▶ _Problem statement_:
Find "Query: shoelace" in the material below, then copy that line and every subsequent line to the end, exactly.

▶ _Records for this task_:
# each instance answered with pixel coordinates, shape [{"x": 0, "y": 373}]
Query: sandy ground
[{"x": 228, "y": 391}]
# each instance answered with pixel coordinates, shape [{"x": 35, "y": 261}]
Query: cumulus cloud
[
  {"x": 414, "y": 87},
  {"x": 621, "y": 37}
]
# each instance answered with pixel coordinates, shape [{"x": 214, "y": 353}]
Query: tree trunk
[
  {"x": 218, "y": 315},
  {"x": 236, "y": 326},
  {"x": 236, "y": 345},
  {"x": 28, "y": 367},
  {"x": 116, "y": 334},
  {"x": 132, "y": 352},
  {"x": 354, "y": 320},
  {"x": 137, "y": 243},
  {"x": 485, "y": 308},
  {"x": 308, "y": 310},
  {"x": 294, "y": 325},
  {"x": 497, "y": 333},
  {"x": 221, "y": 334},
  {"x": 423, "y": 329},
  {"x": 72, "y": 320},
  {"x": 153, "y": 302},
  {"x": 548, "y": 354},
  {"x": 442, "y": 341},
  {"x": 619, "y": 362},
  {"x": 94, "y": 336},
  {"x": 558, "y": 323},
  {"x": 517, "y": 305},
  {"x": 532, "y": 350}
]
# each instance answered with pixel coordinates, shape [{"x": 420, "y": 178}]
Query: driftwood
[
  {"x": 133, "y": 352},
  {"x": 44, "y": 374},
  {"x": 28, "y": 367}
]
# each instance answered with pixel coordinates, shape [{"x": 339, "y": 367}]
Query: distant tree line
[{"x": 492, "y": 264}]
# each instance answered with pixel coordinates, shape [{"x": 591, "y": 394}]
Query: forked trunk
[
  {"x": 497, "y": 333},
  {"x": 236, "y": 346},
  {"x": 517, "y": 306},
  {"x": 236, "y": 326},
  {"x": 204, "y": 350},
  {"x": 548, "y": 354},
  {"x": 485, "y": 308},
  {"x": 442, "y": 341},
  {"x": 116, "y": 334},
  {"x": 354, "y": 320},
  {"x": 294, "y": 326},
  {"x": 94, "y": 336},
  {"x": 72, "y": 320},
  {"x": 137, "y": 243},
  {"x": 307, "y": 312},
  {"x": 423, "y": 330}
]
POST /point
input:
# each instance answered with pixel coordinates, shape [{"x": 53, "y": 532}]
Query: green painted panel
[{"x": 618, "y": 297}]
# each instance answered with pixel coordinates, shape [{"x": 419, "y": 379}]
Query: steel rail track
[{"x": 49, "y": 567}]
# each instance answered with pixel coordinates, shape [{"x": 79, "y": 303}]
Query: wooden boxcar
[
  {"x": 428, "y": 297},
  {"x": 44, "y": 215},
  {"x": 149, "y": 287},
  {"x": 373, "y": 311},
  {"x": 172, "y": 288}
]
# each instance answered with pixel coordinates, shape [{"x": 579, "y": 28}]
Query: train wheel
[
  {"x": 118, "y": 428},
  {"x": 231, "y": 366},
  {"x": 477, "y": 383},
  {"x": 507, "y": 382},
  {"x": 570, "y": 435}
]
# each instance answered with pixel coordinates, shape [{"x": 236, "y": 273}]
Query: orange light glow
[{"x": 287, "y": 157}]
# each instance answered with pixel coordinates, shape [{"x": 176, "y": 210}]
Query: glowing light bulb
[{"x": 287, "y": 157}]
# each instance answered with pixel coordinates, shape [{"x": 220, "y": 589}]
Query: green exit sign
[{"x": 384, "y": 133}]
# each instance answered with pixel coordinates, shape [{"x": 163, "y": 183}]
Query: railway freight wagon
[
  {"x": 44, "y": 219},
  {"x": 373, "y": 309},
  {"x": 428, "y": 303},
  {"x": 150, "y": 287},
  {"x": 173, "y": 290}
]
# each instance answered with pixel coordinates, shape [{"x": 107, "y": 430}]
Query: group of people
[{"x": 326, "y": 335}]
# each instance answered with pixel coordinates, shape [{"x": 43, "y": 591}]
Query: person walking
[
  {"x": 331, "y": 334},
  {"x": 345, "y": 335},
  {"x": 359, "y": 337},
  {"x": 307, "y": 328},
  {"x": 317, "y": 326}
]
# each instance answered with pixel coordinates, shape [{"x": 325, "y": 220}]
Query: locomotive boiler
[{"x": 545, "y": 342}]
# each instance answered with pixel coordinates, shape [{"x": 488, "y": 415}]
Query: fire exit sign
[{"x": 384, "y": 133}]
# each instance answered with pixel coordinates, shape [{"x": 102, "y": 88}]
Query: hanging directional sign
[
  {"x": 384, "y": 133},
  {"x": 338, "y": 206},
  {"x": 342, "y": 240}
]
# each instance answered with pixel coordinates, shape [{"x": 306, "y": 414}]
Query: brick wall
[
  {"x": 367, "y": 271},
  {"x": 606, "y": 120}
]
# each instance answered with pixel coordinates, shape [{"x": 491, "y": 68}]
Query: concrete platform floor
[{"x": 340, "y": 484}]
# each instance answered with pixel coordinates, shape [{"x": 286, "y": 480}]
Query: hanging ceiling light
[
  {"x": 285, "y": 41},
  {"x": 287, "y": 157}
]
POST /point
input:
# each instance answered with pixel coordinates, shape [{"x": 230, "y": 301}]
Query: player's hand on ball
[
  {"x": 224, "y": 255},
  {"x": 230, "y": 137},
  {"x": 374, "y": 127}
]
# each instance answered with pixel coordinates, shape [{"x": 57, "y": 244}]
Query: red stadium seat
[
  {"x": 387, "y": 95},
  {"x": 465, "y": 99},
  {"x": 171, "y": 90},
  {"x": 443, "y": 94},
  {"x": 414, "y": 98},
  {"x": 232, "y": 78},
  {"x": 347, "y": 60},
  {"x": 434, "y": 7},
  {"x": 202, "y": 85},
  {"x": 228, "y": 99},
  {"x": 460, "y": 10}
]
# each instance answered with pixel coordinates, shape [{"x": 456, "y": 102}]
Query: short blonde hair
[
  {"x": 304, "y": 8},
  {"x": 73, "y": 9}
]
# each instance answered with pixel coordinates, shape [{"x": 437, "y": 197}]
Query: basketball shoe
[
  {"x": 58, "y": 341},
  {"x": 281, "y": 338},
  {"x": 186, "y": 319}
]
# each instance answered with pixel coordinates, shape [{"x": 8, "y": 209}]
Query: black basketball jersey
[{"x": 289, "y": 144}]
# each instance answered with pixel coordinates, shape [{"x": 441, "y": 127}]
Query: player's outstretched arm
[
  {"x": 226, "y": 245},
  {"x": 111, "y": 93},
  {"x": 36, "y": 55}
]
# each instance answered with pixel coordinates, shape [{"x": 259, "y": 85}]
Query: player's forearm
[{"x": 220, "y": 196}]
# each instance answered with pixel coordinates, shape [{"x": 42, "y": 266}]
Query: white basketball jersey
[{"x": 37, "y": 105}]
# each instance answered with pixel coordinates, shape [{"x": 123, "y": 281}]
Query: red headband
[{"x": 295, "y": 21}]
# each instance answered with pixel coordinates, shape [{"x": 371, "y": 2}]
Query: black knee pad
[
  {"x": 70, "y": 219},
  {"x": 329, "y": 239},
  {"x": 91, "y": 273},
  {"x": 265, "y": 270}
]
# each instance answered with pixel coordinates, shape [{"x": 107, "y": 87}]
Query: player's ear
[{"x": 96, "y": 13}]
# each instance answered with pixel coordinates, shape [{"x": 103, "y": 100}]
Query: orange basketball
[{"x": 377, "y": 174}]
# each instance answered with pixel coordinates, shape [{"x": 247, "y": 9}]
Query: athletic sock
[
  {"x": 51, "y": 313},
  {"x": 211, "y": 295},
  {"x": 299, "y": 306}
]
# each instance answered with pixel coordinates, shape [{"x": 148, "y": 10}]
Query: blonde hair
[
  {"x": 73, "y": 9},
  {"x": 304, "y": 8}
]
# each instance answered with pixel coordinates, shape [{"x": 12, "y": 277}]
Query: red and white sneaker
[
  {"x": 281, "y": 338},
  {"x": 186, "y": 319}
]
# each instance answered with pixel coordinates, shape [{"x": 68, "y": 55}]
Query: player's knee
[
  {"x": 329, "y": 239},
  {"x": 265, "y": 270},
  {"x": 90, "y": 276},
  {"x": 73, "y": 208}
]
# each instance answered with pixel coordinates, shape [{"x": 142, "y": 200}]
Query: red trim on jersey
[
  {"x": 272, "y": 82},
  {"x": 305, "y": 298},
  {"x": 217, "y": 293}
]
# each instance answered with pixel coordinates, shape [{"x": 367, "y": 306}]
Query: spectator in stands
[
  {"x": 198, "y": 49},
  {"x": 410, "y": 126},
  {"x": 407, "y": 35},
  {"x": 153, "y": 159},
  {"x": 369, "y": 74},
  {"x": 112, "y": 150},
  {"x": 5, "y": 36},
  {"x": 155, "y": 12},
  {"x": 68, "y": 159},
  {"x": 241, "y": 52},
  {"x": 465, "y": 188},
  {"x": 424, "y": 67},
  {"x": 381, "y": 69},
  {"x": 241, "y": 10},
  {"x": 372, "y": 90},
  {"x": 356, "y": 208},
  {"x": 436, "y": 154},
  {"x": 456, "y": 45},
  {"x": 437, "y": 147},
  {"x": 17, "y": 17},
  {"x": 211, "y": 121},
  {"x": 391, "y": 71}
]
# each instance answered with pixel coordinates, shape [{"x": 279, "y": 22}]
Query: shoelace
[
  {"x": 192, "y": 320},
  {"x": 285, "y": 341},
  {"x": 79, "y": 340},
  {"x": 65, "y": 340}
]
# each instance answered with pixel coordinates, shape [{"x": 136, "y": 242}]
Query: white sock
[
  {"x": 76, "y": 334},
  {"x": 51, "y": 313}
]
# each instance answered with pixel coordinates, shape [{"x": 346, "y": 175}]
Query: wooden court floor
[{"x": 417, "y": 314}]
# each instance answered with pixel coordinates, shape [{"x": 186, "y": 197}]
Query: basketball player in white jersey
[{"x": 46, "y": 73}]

▶ _Solution to this exercise_:
Query: shoelace
[
  {"x": 192, "y": 320},
  {"x": 285, "y": 341},
  {"x": 79, "y": 340},
  {"x": 65, "y": 340}
]
# each instance answered with pixel coordinates, shape [{"x": 136, "y": 242}]
Query: white sock
[
  {"x": 76, "y": 334},
  {"x": 51, "y": 313}
]
# each instance answered with pixel coordinates, shape [{"x": 346, "y": 175}]
Query: wooden court floor
[{"x": 417, "y": 314}]
# each instance answered with pixel coordinates, shape [{"x": 186, "y": 197}]
Query: basketball player in white jersey
[{"x": 46, "y": 73}]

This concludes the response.